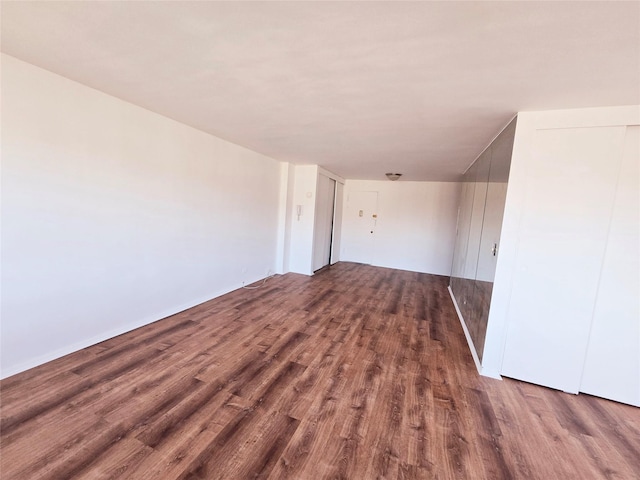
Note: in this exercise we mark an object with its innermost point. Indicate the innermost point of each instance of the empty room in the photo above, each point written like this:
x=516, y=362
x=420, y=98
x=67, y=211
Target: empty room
x=320, y=240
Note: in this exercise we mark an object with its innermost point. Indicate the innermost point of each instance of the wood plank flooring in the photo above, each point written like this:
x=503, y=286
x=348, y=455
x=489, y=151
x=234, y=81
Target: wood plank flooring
x=356, y=373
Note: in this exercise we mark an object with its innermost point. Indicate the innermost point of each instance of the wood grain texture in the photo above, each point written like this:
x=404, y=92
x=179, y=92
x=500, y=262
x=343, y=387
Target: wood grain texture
x=356, y=373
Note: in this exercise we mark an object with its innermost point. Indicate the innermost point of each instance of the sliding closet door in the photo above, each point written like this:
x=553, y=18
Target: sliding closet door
x=612, y=366
x=323, y=228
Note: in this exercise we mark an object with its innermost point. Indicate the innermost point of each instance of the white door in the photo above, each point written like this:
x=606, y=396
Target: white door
x=612, y=364
x=323, y=228
x=568, y=202
x=359, y=226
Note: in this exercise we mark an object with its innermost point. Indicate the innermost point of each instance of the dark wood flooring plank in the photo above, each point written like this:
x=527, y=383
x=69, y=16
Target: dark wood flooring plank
x=355, y=373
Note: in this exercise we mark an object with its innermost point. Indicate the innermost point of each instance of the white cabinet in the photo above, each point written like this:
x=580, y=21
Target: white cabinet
x=565, y=306
x=569, y=195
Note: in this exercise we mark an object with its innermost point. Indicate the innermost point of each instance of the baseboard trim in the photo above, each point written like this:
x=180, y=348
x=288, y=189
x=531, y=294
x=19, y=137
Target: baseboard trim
x=466, y=332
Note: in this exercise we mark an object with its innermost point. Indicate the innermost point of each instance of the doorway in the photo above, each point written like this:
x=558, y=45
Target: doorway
x=323, y=231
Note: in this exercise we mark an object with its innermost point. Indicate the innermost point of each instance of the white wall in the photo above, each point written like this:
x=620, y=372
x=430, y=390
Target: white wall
x=560, y=219
x=114, y=217
x=416, y=224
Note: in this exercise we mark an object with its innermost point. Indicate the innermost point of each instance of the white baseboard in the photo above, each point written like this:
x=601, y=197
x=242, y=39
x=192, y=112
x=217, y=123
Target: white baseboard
x=101, y=337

────

Write the lines out again exactly, from the one containing "Target: white cabinet" through the last line of the records, and include no other lines.

Target: white cabinet
x=565, y=306
x=569, y=195
Note: in this exercise we mark an object with its innermost point. Indicate the innermost point of each instance of the baseboard trim in the photo above, each point written like this:
x=180, y=348
x=288, y=189
x=531, y=294
x=19, y=137
Target: baseboard trim
x=466, y=332
Note: in this exercise we mark an object with its innermost point. Indicate the innermost point of each instance of the doorway in the photo above, each point written like this:
x=558, y=45
Target: doorway
x=323, y=231
Note: in this exercise we mark an object with its innermost point. Indicate the innermost point of each instance of the white wall in the photo above, each point written like this:
x=620, y=372
x=430, y=390
Target: white wall
x=560, y=219
x=114, y=217
x=416, y=224
Note: in this exercise we mark an object with its innermost point. Indicate the innermost point of each instance of the white baseboard in the photo above, each point written like this:
x=601, y=197
x=242, y=39
x=192, y=112
x=217, y=123
Target: white baseboard
x=101, y=337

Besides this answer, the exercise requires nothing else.